→ Exercise prompt: When you reach the entries below, transcribe each one exactly as it stands.

→ Extracted data:
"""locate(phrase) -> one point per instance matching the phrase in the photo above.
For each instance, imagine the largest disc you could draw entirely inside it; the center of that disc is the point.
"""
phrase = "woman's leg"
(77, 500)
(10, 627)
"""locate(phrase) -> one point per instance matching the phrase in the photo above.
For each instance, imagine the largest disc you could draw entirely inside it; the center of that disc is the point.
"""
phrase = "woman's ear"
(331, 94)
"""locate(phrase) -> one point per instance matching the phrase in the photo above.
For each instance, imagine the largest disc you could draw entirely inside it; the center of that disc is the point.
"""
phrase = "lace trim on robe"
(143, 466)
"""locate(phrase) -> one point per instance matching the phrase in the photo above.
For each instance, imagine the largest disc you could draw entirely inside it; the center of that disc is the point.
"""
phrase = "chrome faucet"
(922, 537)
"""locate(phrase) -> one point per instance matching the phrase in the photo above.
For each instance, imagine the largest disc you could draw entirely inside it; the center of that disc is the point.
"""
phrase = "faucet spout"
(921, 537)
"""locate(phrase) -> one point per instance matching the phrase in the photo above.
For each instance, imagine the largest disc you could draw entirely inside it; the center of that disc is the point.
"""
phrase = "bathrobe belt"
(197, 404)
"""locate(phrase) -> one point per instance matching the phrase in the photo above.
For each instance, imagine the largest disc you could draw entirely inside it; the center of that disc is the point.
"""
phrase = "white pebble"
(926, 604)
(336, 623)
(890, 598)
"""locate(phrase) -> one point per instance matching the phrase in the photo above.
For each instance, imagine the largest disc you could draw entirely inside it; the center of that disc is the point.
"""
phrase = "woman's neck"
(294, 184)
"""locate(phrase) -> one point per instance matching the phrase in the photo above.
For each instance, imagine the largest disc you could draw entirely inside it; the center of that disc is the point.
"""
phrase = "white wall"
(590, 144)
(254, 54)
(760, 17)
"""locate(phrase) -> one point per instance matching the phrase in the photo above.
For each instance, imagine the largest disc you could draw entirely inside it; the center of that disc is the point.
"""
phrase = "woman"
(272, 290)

→ Task answer:
"""locate(phrase) -> one point per instance matching the phrase in the photo above.
For each instance, imagine the largest disc you could draw entirely inside it; the center of that disc is the point.
"""
phrase = "woman's leg"
(77, 500)
(10, 627)
"""locate(phrase) -> one point per instance matching the phrase in the photo above.
For each instance, imagine the largest disc you could draw entirely inside it; the center of that disc is the point.
"""
phrase = "woman's ear"
(331, 94)
"""locate(phrase) -> one point per instance matching the phrase in the photo above.
For each instance, imagine the largest disc you could draw entirely inside it; the center of that disc is the point.
"""
phrase = "lace trim on robe"
(143, 466)
"""locate(phrase) -> one point per instance matching the phrase in the photo above.
For each instance, imagine the largest disc you could draw entirely inside it; the center of that disc is the point.
"""
phrase = "chrome faucet"
(922, 537)
"""locate(phrase) -> one point per instance matching the phrase in the photo above.
For each instance, imagine the largest disc you could draw entirely inside it; the center of that disc is the point.
"""
phrase = "faucet spout"
(921, 537)
"""locate(phrase) -> one point per instance matching the phrase in the photo above.
For each instance, imagine the largest disc you could draw entirely inside it; the center of that disc is the point.
"""
phrase = "bathrobe belt"
(197, 404)
"""locate(phrase) -> one point per instance matching the phrase in the photo above.
For each instance, imagine the largest disc you could draw entirely inside it; the center of that disc is the point.
"""
phrase = "white pebble"
(926, 604)
(336, 623)
(890, 598)
"""locate(phrase) -> one point per instance matching the phrase in the photo above.
For each instance, imagine the largest disc you could draw entirely inside it; the center of that disc is the point.
"""
phrase = "woman's neck"
(294, 184)
"""locate(phrase) -> one point per instance matching the phrase in the photo above.
For each instance, imagine the largest disc you could draw entirely inside it; the center of that disc is the point.
"""
phrase = "white wall"
(590, 144)
(254, 54)
(760, 17)
"""locate(phrase) -> one point per instance matching the phrase in the photo above.
For each instance, imagine the largest disc you could draw entirely inside it; the center of that disc is the point.
"""
phrase = "woman"
(272, 290)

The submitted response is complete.